WHAT TO PRODUCE: Print every entry exactly as written.

[Data items]
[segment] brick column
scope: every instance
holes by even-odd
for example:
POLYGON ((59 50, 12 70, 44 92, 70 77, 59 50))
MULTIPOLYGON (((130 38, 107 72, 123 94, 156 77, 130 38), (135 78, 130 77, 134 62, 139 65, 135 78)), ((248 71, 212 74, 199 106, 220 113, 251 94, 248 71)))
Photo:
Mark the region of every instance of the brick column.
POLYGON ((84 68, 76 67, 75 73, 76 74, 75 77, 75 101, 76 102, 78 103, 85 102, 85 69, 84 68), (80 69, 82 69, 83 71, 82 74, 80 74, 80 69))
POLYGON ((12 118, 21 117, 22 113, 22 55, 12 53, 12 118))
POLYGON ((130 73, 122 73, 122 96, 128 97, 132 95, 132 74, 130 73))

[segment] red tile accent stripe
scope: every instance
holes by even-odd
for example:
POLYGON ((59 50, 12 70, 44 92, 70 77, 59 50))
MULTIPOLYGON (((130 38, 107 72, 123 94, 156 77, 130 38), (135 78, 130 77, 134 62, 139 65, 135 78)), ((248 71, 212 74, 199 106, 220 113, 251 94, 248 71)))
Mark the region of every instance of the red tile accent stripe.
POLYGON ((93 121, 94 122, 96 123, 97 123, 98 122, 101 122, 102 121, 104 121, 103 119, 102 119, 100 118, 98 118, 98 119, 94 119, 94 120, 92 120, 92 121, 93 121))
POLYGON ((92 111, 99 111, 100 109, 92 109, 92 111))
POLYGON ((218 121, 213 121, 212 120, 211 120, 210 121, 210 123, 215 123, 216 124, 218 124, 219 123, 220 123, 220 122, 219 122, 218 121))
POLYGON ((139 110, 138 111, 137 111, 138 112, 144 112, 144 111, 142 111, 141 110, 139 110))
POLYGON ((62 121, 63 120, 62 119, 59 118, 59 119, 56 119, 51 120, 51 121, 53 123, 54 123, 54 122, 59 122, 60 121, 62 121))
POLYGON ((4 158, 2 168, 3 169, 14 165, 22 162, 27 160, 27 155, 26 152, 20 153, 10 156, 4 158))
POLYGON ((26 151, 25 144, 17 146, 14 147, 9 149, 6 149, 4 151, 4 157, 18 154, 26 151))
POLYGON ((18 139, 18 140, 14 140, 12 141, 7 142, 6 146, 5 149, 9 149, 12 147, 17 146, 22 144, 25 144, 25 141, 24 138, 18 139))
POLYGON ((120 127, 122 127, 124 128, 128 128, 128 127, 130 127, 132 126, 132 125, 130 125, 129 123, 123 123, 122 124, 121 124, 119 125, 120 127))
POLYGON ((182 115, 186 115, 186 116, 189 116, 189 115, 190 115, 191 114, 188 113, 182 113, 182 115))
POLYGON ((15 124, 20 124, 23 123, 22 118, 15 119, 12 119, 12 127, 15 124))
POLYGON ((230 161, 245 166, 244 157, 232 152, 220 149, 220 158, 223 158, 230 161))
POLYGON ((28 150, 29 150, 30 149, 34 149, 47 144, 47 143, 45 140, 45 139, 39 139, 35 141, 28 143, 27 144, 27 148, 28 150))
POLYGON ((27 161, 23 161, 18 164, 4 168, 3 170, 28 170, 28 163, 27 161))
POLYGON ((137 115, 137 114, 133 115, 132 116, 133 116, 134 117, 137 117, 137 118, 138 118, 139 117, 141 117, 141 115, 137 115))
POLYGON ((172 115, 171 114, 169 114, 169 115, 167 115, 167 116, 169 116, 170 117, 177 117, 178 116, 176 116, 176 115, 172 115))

FINISHED ANSWER:
[segment] brick column
scope: every instance
holes by even-odd
for example:
POLYGON ((59 50, 12 70, 44 92, 70 77, 59 50))
MULTIPOLYGON (((130 38, 107 72, 123 94, 156 77, 130 38), (135 78, 130 77, 134 62, 139 65, 135 78)), ((248 71, 212 74, 199 106, 220 113, 251 94, 248 71)))
Photo:
Mark the region of every instance of the brick column.
POLYGON ((84 68, 76 67, 75 73, 76 74, 75 77, 75 101, 76 102, 78 103, 85 102, 85 69, 84 68), (80 69, 82 69, 83 71, 82 74, 80 74, 80 69))
POLYGON ((12 118, 21 117, 22 113, 22 55, 12 53, 12 118))
POLYGON ((130 73, 122 73, 122 96, 128 97, 132 95, 132 74, 130 73))

[segment] red tile accent stripe
scope: every instance
holes by even-odd
for example:
POLYGON ((59 50, 12 70, 44 92, 70 77, 59 50))
MULTIPOLYGON (((130 38, 107 72, 123 94, 156 77, 130 38), (135 78, 130 77, 134 62, 139 65, 135 78)), ((248 71, 212 74, 199 106, 220 113, 251 94, 248 71)))
Mark the region of every instance of the red tile accent stripe.
POLYGON ((93 121, 94 122, 96 123, 97 123, 98 122, 101 122, 102 121, 104 121, 103 119, 102 119, 100 118, 98 118, 98 119, 94 119, 94 120, 92 120, 92 121, 93 121))
POLYGON ((92 111, 99 111, 100 109, 92 109, 92 111))
POLYGON ((218 121, 213 121, 212 120, 211 120, 210 121, 210 123, 215 123, 216 124, 218 124, 219 123, 220 123, 220 122, 219 122, 218 121))
POLYGON ((139 110, 138 111, 137 111, 138 112, 144 112, 144 111, 142 111, 141 110, 139 110))
POLYGON ((62 121, 63 120, 62 119, 59 118, 59 119, 56 119, 51 120, 51 121, 53 123, 54 123, 54 122, 59 122, 60 121, 62 121))
POLYGON ((4 158, 2 168, 3 169, 14 165, 22 162, 27 160, 27 155, 26 152, 20 153, 10 156, 4 158))
POLYGON ((26 151, 25 144, 17 146, 14 147, 9 149, 6 149, 4 151, 4 157, 18 154, 26 151))
POLYGON ((18 139, 18 140, 14 140, 12 141, 7 142, 6 146, 5 149, 9 149, 12 147, 17 146, 22 144, 25 144, 25 141, 24 138, 18 139))
POLYGON ((120 127, 122 127, 124 128, 128 128, 128 127, 130 127, 132 126, 132 125, 130 125, 129 123, 123 123, 122 124, 121 124, 119 125, 120 127))
POLYGON ((182 115, 186 115, 186 116, 189 116, 189 115, 190 115, 191 114, 188 113, 182 113, 182 115))
POLYGON ((15 124, 20 124, 23 123, 22 118, 15 119, 12 119, 12 127, 15 124))
POLYGON ((230 161, 245 166, 244 157, 232 152, 220 149, 220 158, 223 158, 230 161))
POLYGON ((28 150, 29 150, 30 149, 34 149, 47 144, 47 143, 45 140, 45 139, 39 139, 35 141, 28 143, 27 144, 27 148, 28 150))
POLYGON ((27 161, 23 161, 18 164, 4 168, 3 170, 28 170, 28 163, 27 161))
POLYGON ((137 115, 137 114, 133 115, 132 116, 133 116, 134 117, 137 117, 137 118, 138 118, 139 117, 141 117, 141 115, 137 115))
POLYGON ((172 115, 171 114, 169 114, 169 115, 167 115, 167 116, 169 116, 170 117, 177 117, 178 116, 176 116, 176 115, 172 115))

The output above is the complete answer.